··· Supplied material ···
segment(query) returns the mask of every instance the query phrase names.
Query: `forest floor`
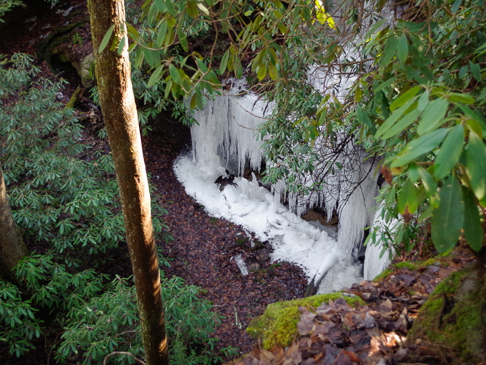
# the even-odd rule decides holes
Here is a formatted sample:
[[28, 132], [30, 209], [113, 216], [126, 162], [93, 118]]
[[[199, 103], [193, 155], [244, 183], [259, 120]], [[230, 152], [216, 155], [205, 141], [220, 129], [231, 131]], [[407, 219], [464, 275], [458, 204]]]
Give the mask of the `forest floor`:
[[[61, 6], [63, 9], [70, 6], [78, 7], [82, 11], [77, 17], [86, 17], [85, 1], [65, 3]], [[32, 25], [22, 22], [10, 25], [8, 32], [12, 36], [2, 41], [0, 54], [34, 54], [42, 37], [65, 21], [62, 14], [54, 14], [45, 6], [36, 16], [39, 20]], [[81, 48], [82, 53], [85, 53], [85, 49], [82, 48], [89, 48], [90, 44], [89, 29], [82, 28], [77, 34], [84, 41], [74, 49]], [[76, 40], [73, 40], [73, 46], [76, 43], [74, 41]], [[39, 65], [44, 71], [43, 76], [59, 77], [52, 73], [45, 61]], [[63, 76], [71, 83], [65, 93], [67, 103], [80, 80], [74, 69], [67, 67], [63, 72]], [[85, 110], [80, 115], [86, 118], [87, 114]], [[447, 258], [433, 259], [415, 266], [396, 267], [379, 282], [363, 282], [349, 289], [349, 295], [366, 301], [366, 308], [360, 309], [358, 314], [361, 313], [359, 315], [363, 318], [366, 313], [368, 317], [372, 316], [377, 324], [374, 328], [379, 330], [378, 333], [367, 328], [367, 324], [359, 326], [358, 317], [348, 316], [350, 322], [333, 322], [336, 326], [345, 324], [348, 328], [339, 333], [338, 330], [333, 330], [336, 331], [335, 341], [319, 342], [318, 334], [302, 335], [287, 349], [265, 352], [246, 334], [245, 328], [249, 321], [262, 315], [270, 303], [303, 297], [307, 279], [302, 269], [295, 265], [272, 262], [268, 242], [257, 242], [252, 247], [250, 242], [255, 240], [248, 232], [226, 220], [209, 216], [204, 207], [186, 194], [174, 174], [173, 165], [180, 154], [190, 147], [189, 129], [163, 116], [158, 117], [153, 127], [154, 132], [143, 138], [145, 162], [154, 187], [153, 198], [167, 210], [164, 219], [169, 227], [169, 233], [173, 238], [169, 244], [158, 242], [164, 255], [171, 260], [170, 267], [165, 271], [168, 277], [180, 276], [188, 284], [200, 286], [202, 298], [211, 301], [213, 311], [223, 317], [214, 334], [220, 339], [219, 348], [237, 347], [242, 355], [253, 349], [244, 359], [237, 361], [237, 364], [315, 364], [324, 361], [324, 355], [319, 353], [326, 351], [332, 355], [326, 364], [367, 361], [373, 363], [372, 359], [376, 363], [381, 358], [386, 358], [390, 363], [405, 362], [407, 359], [412, 362], [441, 363], [437, 353], [431, 354], [416, 344], [405, 346], [403, 336], [406, 335], [416, 311], [436, 284], [453, 271], [472, 262], [472, 255], [466, 249], [459, 249]], [[415, 255], [404, 255], [401, 260], [432, 258], [433, 252], [422, 250], [424, 247], [419, 246]], [[256, 268], [249, 275], [241, 274], [234, 260], [237, 254]], [[343, 308], [340, 310], [349, 311]], [[323, 320], [319, 316], [306, 316], [306, 314], [308, 315], [303, 313], [301, 322], [304, 324], [301, 326], [310, 326], [312, 328], [313, 321], [317, 323]], [[342, 317], [346, 317], [346, 313]], [[381, 340], [373, 342], [373, 338]], [[335, 348], [331, 348], [331, 345]], [[375, 357], [370, 357], [372, 351]]]

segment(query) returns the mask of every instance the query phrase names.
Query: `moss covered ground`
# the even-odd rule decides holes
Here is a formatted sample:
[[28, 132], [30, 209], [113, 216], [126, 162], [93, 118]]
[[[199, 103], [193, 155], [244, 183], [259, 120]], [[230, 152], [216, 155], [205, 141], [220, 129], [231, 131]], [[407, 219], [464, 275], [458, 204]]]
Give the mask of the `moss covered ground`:
[[469, 267], [443, 280], [420, 309], [408, 338], [454, 349], [467, 364], [486, 358], [486, 280], [483, 273]]
[[319, 294], [287, 302], [277, 302], [269, 304], [262, 315], [254, 318], [246, 329], [252, 337], [262, 341], [265, 349], [274, 346], [285, 347], [292, 342], [297, 335], [297, 324], [300, 318], [299, 306], [308, 309], [315, 309], [330, 300], [344, 298], [348, 304], [357, 306], [364, 304], [359, 297], [343, 295], [342, 292]]

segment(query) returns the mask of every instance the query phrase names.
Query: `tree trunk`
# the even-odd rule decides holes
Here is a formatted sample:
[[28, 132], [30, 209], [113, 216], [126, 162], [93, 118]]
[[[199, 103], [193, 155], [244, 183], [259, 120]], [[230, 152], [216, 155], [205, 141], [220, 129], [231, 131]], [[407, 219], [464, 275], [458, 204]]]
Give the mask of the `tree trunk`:
[[[137, 304], [147, 365], [169, 364], [158, 260], [150, 212], [149, 185], [135, 98], [130, 79], [127, 42], [120, 54], [101, 53], [100, 44], [114, 25], [118, 41], [124, 29], [123, 0], [89, 0], [96, 74], [100, 104], [120, 187], [130, 260], [134, 269]], [[121, 26], [120, 26], [121, 25]]]
[[0, 167], [0, 276], [14, 281], [15, 274], [12, 269], [28, 253], [12, 216], [3, 171]]

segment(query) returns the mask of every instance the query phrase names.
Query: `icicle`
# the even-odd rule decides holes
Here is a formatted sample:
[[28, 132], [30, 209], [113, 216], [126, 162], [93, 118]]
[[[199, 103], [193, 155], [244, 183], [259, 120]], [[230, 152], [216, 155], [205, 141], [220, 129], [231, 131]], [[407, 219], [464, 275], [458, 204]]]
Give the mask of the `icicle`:
[[240, 271], [242, 272], [242, 275], [243, 276], [245, 276], [249, 273], [248, 272], [246, 264], [245, 264], [244, 261], [243, 261], [243, 258], [242, 257], [241, 253], [238, 253], [235, 256], [235, 261], [236, 261], [236, 264], [238, 265]]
···
## Requirement
Report each line in the rows above that contains the string "icicle".

## Answer to the exercise
Query: `icicle`
Give the mask of the `icicle`:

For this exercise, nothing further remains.